» Extract
--

First, again just to get an idea of our exposure that we used in the first four function runs, we'll plot all the wildfire disasters in 2016-2018 on the same plot overlayed on ZCTAs. 

In [None]:
# plot the fires overlayed onto ZCTA boundaries
# Plot the ZCTA boundaries first
fig, ax = plt.subplots(figsize=(10, 10))
zctas_ca.boundary.plot(ax=ax, linewidth=0.5, edgecolor='black', zorder=1)

# Overlay the fire geometries with fill color
fires_ca.plot(ax=ax, color='red', alpha=0.5, edgecolor='red', zorder=2)

# Set plot title and labels
ax.set_title('Wildfire disaster boundaries in CA 2016-2018 on CA ZCTAs')
ax.set_axis_off()

output_path = data_dir / "03_results" / "wildfire_zcta_plot.pdf"
plt.savefig(output_path, format='pdf', bbox_inches='tight')

plt.show()

Nice, ok. Now in the first run of find_num_people_affected, we wanted to know the total people residing within 10 km of any wildfire disaster in the US in each of the years 2016-2018. Let's read in the results.
If a user ran the function this way, they'd probably be most likely interested in the total number of people affected by wildfire disasters in each year, so to explore the results of this run, we'll calculate that. We'll sum over the hazard IDs. In the results, the hazard IDs might not be unique and might be concatenated for overlapping hazards because we didn't calculate a total number of people affected by unique hazard. 

In [None]:
# read output
tot_af_any_wf = pd.read_parquet(data_dir / "03_results" / "num_people_affected_by_wildfire.parquet")
tot_af_any_wf.head()

# group by year, and sum over number of people affected
tot_af_any_wf_grouped = tot_af_any_wf.groupby('year')['num_people_affected'].sum().reset_index()
# maybe we want to round the output
tot_af_any_wf_grouped['num_people_affected'] = tot_af_any_wf_grouped['num_people_affected'].round()
tot_af_any_wf_grouped.head()

That's it, we got the results we wanted for the first run. 

Moving on to the second run. 

In this run we calculated the total number of people residing within 10km of each unique disaster in each year. Someone might have used this function if they wanted to identify the 5 wildfire disasters in each year that were close to the largest residential population, so let's find those disasters and plot them. 

In [None]:
# now we want to read in the output from the function that gave us our 
# denominator data
tot_unique_wf = pd.read_parquet(data_dir / "03_results" / "num_aff_by_unique_wildfire.parquet")
tot_unique_wf.head()

In [None]:
# want to group this data by year and find the 5 largest wildfires in each year
high_impact_wfs = tot_unique_wf.groupby('year').apply(lambda x: x.nlargest(5, 'num_people_affected')).reset_index(drop=True)
high_impact_wfs.head()

In [None]:
# prepare the wildfire data to join the top 5 disasters to, so we can get the geographic locations
fires_ca = fires_ca.rename(columns={'wildfire_id': 'ID_climate_hazard'})

--

[Image boundary annotation data]
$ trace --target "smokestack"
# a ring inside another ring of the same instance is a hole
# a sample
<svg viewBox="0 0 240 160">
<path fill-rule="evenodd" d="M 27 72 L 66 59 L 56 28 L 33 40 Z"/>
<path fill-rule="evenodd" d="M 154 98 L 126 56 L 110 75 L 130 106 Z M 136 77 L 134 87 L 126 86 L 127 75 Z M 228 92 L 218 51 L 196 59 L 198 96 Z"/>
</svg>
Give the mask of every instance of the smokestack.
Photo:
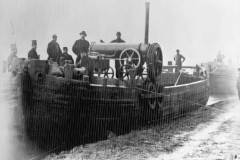
<svg viewBox="0 0 240 160">
<path fill-rule="evenodd" d="M 148 44 L 148 33 L 149 33 L 149 7 L 150 2 L 145 3 L 146 7 L 146 19 L 145 19 L 145 37 L 144 37 L 144 43 Z"/>
</svg>

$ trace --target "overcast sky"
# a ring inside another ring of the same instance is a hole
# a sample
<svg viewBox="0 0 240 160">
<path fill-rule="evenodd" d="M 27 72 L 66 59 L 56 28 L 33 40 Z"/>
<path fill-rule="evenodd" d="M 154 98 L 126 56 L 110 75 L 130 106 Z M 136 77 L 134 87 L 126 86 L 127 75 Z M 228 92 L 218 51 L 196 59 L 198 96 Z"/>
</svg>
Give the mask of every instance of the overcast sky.
<svg viewBox="0 0 240 160">
<path fill-rule="evenodd" d="M 150 0 L 150 42 L 158 42 L 166 63 L 179 48 L 187 64 L 212 60 L 218 51 L 240 53 L 239 0 Z M 46 58 L 52 34 L 61 47 L 72 47 L 79 32 L 89 41 L 108 42 L 116 31 L 129 43 L 144 39 L 145 0 L 0 0 L 0 57 L 17 43 L 27 56 L 31 40 Z M 12 25 L 11 25 L 12 23 Z M 14 34 L 13 34 L 14 32 Z M 72 54 L 72 52 L 70 52 Z"/>
</svg>

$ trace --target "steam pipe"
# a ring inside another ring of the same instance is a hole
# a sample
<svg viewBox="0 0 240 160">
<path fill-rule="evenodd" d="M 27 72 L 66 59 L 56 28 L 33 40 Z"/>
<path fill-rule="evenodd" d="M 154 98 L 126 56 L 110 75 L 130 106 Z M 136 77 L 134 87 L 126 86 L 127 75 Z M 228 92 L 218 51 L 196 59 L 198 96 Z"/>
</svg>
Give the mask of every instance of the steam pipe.
<svg viewBox="0 0 240 160">
<path fill-rule="evenodd" d="M 144 43 L 148 44 L 148 33 L 149 33 L 149 8 L 150 8 L 150 3 L 146 2 L 145 3 L 146 7 L 146 19 L 145 19 L 145 37 L 144 37 Z"/>
</svg>

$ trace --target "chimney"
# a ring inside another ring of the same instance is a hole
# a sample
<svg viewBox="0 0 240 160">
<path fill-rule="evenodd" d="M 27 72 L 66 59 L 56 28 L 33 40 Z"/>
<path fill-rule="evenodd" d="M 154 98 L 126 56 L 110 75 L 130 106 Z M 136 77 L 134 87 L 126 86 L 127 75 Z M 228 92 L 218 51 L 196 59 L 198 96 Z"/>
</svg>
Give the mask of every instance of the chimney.
<svg viewBox="0 0 240 160">
<path fill-rule="evenodd" d="M 146 7 L 146 19 L 145 19 L 145 37 L 144 37 L 144 43 L 148 44 L 148 33 L 149 33 L 149 7 L 150 7 L 150 3 L 146 2 L 145 3 L 145 7 Z"/>
</svg>

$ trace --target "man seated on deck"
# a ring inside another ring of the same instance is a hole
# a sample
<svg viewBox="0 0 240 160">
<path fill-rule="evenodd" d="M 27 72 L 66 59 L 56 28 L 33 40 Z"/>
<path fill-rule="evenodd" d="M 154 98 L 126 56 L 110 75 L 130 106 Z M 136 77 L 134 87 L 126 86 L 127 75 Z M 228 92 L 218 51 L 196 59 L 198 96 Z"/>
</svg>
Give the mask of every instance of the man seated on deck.
<svg viewBox="0 0 240 160">
<path fill-rule="evenodd" d="M 74 64 L 72 56 L 68 54 L 68 48 L 63 47 L 63 53 L 60 57 L 60 65 L 64 66 L 66 62 L 68 62 L 69 64 Z"/>
<path fill-rule="evenodd" d="M 111 43 L 125 43 L 124 40 L 121 38 L 121 32 L 117 32 L 116 36 L 117 38 L 112 40 Z M 115 60 L 115 69 L 116 69 L 116 77 L 117 78 L 123 78 L 123 69 L 120 67 L 120 61 Z"/>
<path fill-rule="evenodd" d="M 176 51 L 177 51 L 177 54 L 174 57 L 174 61 L 175 61 L 175 64 L 176 64 L 177 67 L 176 67 L 175 72 L 179 73 L 180 70 L 182 69 L 182 64 L 183 64 L 183 62 L 185 61 L 186 58 L 183 55 L 180 54 L 179 49 L 177 49 Z"/>
<path fill-rule="evenodd" d="M 60 56 L 62 55 L 62 50 L 57 42 L 57 35 L 52 36 L 52 41 L 48 43 L 47 46 L 48 60 L 59 63 Z"/>
<path fill-rule="evenodd" d="M 76 64 L 78 64 L 79 61 L 81 60 L 82 54 L 88 53 L 89 46 L 90 46 L 89 42 L 86 40 L 86 37 L 87 37 L 86 31 L 82 31 L 79 34 L 81 38 L 79 40 L 76 40 L 72 47 L 73 53 L 76 54 L 77 56 Z"/>
<path fill-rule="evenodd" d="M 28 52 L 28 59 L 39 59 L 36 40 L 32 40 L 32 49 Z"/>
</svg>

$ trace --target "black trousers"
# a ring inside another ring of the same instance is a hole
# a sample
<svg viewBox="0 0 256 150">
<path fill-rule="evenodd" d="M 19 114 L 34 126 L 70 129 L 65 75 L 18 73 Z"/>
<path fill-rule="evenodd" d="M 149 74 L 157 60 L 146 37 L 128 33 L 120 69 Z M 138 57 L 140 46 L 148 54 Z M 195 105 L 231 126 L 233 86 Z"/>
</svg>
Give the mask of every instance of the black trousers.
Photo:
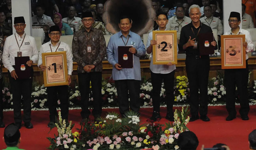
<svg viewBox="0 0 256 150">
<path fill-rule="evenodd" d="M 3 77 L 0 79 L 0 89 L 3 89 Z M 3 110 L 4 110 L 4 102 L 3 102 L 3 92 L 0 92 L 0 121 L 3 121 L 4 115 Z"/>
<path fill-rule="evenodd" d="M 167 111 L 167 113 L 173 114 L 172 108 L 174 103 L 174 95 L 173 94 L 174 81 L 175 71 L 167 73 L 154 73 L 151 71 L 151 80 L 153 89 L 152 90 L 152 100 L 153 102 L 154 111 L 160 112 L 160 93 L 161 91 L 162 82 L 164 80 L 165 88 Z"/>
<path fill-rule="evenodd" d="M 115 81 L 118 97 L 119 111 L 121 115 L 124 115 L 126 112 L 129 111 L 129 97 L 131 110 L 139 112 L 140 105 L 140 80 L 135 80 Z"/>
<path fill-rule="evenodd" d="M 79 89 L 81 95 L 81 113 L 83 119 L 88 118 L 91 112 L 89 110 L 90 81 L 92 84 L 93 97 L 93 110 L 92 114 L 96 117 L 100 116 L 102 112 L 102 99 L 101 98 L 101 72 L 79 73 L 78 74 Z"/>
<path fill-rule="evenodd" d="M 57 114 L 58 100 L 60 101 L 60 109 L 62 119 L 68 120 L 68 86 L 53 86 L 47 87 L 50 121 L 55 122 L 55 118 L 58 118 Z"/>
<path fill-rule="evenodd" d="M 247 115 L 250 110 L 248 97 L 248 62 L 246 60 L 246 69 L 225 69 L 224 81 L 226 89 L 226 105 L 228 114 L 232 116 L 236 115 L 235 106 L 236 99 L 236 86 L 239 96 L 241 115 Z"/>
<path fill-rule="evenodd" d="M 33 70 L 31 70 L 33 74 Z M 32 82 L 33 76 L 27 79 L 16 79 L 11 76 L 8 71 L 9 81 L 11 84 L 12 92 L 12 100 L 13 103 L 13 113 L 15 123 L 21 124 L 21 95 L 22 96 L 23 114 L 23 121 L 25 123 L 31 121 L 31 93 L 32 90 Z"/>
<path fill-rule="evenodd" d="M 208 111 L 209 56 L 201 56 L 201 58 L 199 58 L 194 55 L 187 55 L 186 59 L 186 69 L 190 90 L 190 113 L 192 116 L 198 116 L 199 111 L 200 115 L 205 116 L 207 115 Z"/>
</svg>

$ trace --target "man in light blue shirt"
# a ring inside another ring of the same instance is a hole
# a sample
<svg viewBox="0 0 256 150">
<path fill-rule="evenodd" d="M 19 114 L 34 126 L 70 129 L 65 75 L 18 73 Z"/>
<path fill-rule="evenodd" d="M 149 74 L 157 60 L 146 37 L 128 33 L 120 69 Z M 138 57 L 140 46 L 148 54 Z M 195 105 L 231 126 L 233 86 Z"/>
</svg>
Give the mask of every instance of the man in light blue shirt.
<svg viewBox="0 0 256 150">
<path fill-rule="evenodd" d="M 140 56 L 145 54 L 146 49 L 140 37 L 130 30 L 132 21 L 129 16 L 122 16 L 118 26 L 121 31 L 111 37 L 107 54 L 108 61 L 113 66 L 112 76 L 118 96 L 119 110 L 123 117 L 125 113 L 129 111 L 128 97 L 130 99 L 131 110 L 135 112 L 139 112 L 140 110 Z M 129 52 L 134 55 L 133 68 L 123 69 L 118 64 L 118 46 L 129 45 L 133 46 Z"/>
<path fill-rule="evenodd" d="M 156 22 L 159 26 L 157 30 L 167 30 L 166 24 L 169 20 L 166 13 L 163 12 L 159 12 L 157 13 L 156 17 Z M 152 53 L 153 46 L 156 43 L 156 41 L 153 39 L 153 32 L 150 32 L 147 42 L 147 54 Z M 150 118 L 151 120 L 156 121 L 162 118 L 160 115 L 160 92 L 163 79 L 166 94 L 165 99 L 166 99 L 167 114 L 165 118 L 170 121 L 173 121 L 174 120 L 172 109 L 174 102 L 173 87 L 175 69 L 176 66 L 172 65 L 171 62 L 163 65 L 153 64 L 153 59 L 151 59 L 151 80 L 153 87 L 152 100 L 154 107 L 153 114 Z"/>
</svg>

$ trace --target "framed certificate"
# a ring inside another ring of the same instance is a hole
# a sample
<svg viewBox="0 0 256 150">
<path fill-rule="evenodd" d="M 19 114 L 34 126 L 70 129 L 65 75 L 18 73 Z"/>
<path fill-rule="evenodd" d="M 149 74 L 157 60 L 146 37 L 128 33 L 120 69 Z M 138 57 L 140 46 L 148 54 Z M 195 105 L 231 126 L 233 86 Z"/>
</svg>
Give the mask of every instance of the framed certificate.
<svg viewBox="0 0 256 150">
<path fill-rule="evenodd" d="M 153 46 L 154 64 L 177 64 L 177 32 L 153 31 L 153 39 L 157 44 Z"/>
<path fill-rule="evenodd" d="M 44 71 L 45 87 L 67 85 L 68 68 L 65 52 L 42 53 L 43 65 L 46 66 Z"/>
<path fill-rule="evenodd" d="M 221 38 L 221 69 L 246 68 L 245 35 L 223 35 Z"/>
</svg>

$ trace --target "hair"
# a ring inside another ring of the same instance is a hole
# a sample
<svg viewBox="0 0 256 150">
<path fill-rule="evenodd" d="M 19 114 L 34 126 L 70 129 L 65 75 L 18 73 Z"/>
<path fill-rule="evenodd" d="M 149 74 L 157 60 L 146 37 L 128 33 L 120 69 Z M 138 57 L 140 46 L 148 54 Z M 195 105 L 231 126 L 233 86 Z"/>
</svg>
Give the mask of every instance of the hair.
<svg viewBox="0 0 256 150">
<path fill-rule="evenodd" d="M 190 10 L 192 9 L 195 9 L 195 8 L 198 9 L 199 11 L 200 12 L 200 7 L 198 6 L 198 5 L 194 4 L 194 5 L 191 5 L 189 7 L 189 9 L 188 9 L 188 13 L 190 13 Z"/>
<path fill-rule="evenodd" d="M 124 19 L 128 19 L 130 21 L 130 23 L 132 23 L 132 19 L 131 19 L 131 18 L 130 18 L 127 15 L 122 15 L 121 17 L 120 17 L 120 19 L 119 19 L 119 23 L 121 22 L 121 20 Z"/>
<path fill-rule="evenodd" d="M 166 17 L 166 19 L 168 20 L 168 16 L 167 15 L 167 13 L 165 12 L 159 12 L 156 14 L 156 19 L 157 19 L 158 18 L 158 16 L 159 16 L 161 14 L 163 14 L 165 15 Z"/>
<path fill-rule="evenodd" d="M 246 9 L 246 6 L 245 4 L 242 3 L 242 6 L 244 7 L 244 10 Z"/>
<path fill-rule="evenodd" d="M 210 7 L 211 10 L 212 10 L 212 7 L 211 7 L 210 5 L 205 5 L 205 6 L 204 6 L 204 8 L 205 8 L 206 7 Z"/>
<path fill-rule="evenodd" d="M 198 139 L 192 131 L 185 131 L 179 135 L 177 144 L 182 150 L 196 150 Z"/>
<path fill-rule="evenodd" d="M 183 4 L 182 4 L 183 5 Z M 178 8 L 180 8 L 180 7 L 181 7 L 183 9 L 183 11 L 185 11 L 185 9 L 184 9 L 184 7 L 182 6 L 182 5 L 178 5 L 177 7 L 176 7 L 176 10 L 175 11 L 177 11 L 177 9 Z"/>
<path fill-rule="evenodd" d="M 256 149 L 256 129 L 252 131 L 249 134 L 249 140 L 250 146 L 252 149 Z"/>
</svg>

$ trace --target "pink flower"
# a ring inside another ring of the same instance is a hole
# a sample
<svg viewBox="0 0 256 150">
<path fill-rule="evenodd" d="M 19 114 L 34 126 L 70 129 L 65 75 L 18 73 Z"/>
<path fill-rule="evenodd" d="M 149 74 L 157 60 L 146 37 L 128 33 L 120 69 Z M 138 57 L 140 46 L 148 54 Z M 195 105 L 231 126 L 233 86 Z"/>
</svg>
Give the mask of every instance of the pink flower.
<svg viewBox="0 0 256 150">
<path fill-rule="evenodd" d="M 173 128 L 171 128 L 169 129 L 169 131 L 171 132 L 171 134 L 172 134 L 173 133 L 173 131 L 174 131 L 174 129 Z"/>
<path fill-rule="evenodd" d="M 36 103 L 38 102 L 38 99 L 35 99 L 34 100 L 34 102 L 35 103 Z"/>
<path fill-rule="evenodd" d="M 130 137 L 127 137 L 125 138 L 125 140 L 128 142 L 130 142 L 131 141 L 131 138 Z"/>
<path fill-rule="evenodd" d="M 133 136 L 132 137 L 132 139 L 134 140 L 134 141 L 138 141 L 138 138 L 136 137 L 136 136 Z"/>
<path fill-rule="evenodd" d="M 175 135 L 174 135 L 174 138 L 175 138 L 175 139 L 178 139 L 178 137 L 179 137 L 179 134 L 175 134 Z"/>
<path fill-rule="evenodd" d="M 63 138 L 68 138 L 68 135 L 63 135 Z"/>
<path fill-rule="evenodd" d="M 60 141 L 57 140 L 57 142 L 56 142 L 56 144 L 57 144 L 57 146 L 59 146 L 60 145 Z"/>
<path fill-rule="evenodd" d="M 111 139 L 108 139 L 106 142 L 107 144 L 110 144 L 112 143 L 112 140 L 111 140 Z"/>
<path fill-rule="evenodd" d="M 118 137 L 118 136 L 117 136 L 117 135 L 114 135 L 113 136 L 113 138 L 114 138 L 114 139 L 116 139 L 116 138 L 117 138 L 117 137 Z"/>
<path fill-rule="evenodd" d="M 123 132 L 123 134 L 122 134 L 122 135 L 124 137 L 126 137 L 126 136 L 127 136 L 127 134 L 128 134 L 127 132 Z"/>
<path fill-rule="evenodd" d="M 120 143 L 120 141 L 121 141 L 121 138 L 120 137 L 118 137 L 116 139 L 116 140 L 118 142 L 118 143 Z"/>
</svg>

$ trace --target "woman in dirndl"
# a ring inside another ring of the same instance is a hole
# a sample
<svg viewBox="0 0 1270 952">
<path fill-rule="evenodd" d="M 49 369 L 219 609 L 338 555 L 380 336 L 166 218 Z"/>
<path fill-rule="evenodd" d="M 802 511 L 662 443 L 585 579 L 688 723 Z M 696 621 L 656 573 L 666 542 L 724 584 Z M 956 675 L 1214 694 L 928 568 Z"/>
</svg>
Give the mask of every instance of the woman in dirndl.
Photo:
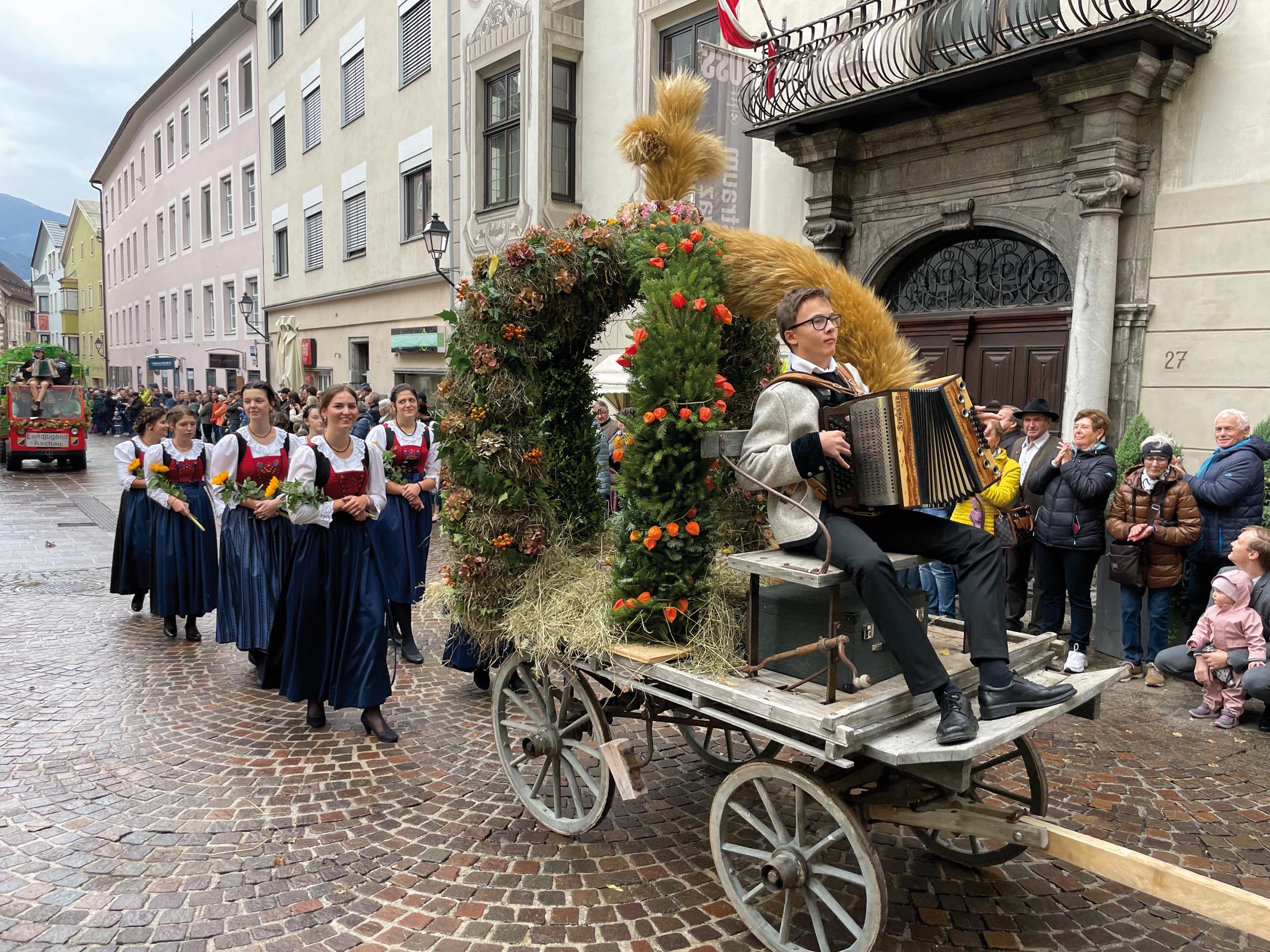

--

» Aim 1
Translate this sentence from the wildfire notebook into Spanish: "That's it, we got the results we wanted for the first run."
» Aim 2
Rewrite the wildfire notebook from "# Overlay the" to "in the results.", replacing "Overlay" with "Draw".
» Aim 3
Pick up the wildfire notebook where it stops and continue it.
This material is separate from the wildfire notebook.

» Written answer 1
Eso es todo, obtuvimos los resultados que queríamos para la primera ejecución.

» Written answer 2
# Draw the fire geometries with fill color
fires_ca.plot(ax=ax, color='red', alpha=0.5, edgecolor='red', zorder=2)

# Set plot title and labels
ax.set_title('Wildfire disaster boundaries in CA 2016-2018 on CA ZCTAs')
ax.set_axis_off()

output_path = data_dir / "03_results" / "wildfire_zcta_plot.pdf"
plt.savefig(output_path, format='pdf', bbox_inches='tight')

plt.show()

Nice, ok. Now in the first run of find_num_people_affected, we wanted to know the total people residing within 10 km of any wildfire disaster in the US in each of the years 2016-2018. Let's read in the results.

» Written answer 3
fires_ca = fires_ca[['ID_climate_hazard', 'geometry']].copy()
# and join to get the geographic locations
high_impact_wfs = high_impact_wfs.merge(fires_ca, on='ID_climate_hazard', how='left')


Now let's plot these most impactful disasters on top of the Califonia ZCTAs, so we can see where they are. Let's add some circles proportional to the number of people that were residing within 10 km of each wildfire disaster.

In [None]:
# get the coordinates of each disaster
high_impact_wfs = high_impact_wfs.set_geometry('geometry')
high_impact_wfs = high_impact_wfs.to_crs(epsg=3310)
high_impact_wfs['latitude'] = high_impact_wfs['geometry'].centroid.y
high_impact_wfs['longitude'] = high_impact_wfs['geometry'].centroid.x

# For example, let's assume 'geometry' is the geometry column and 'radius' is the radius attribute
gdf = gpd.GeoDataFrame(high_impact_wfs, geometry=gpd.points_from_xy(high_impact_wfs.longitude, high_impact_wfs.latitude))
gdf['radius'] = high_impact_wfs['num_people_affected'] / 50
gdf['year'] = gdf['year'].astype('category')

In [None]:
colors = ['green', 'red', 'blue']
unique_years = gdf['year'].cat.categories
color_dict = {year: colors[i % len(colors)] for i, year in enumerate(unique_years)}

# Plot the ZCTA boundaries first
fig, ax = plt.subplots(figsize=(10, 10))
zctas_ca.boundary.plot(ax=ax, linewidth=0.5, edgecolor='black', zorder=1)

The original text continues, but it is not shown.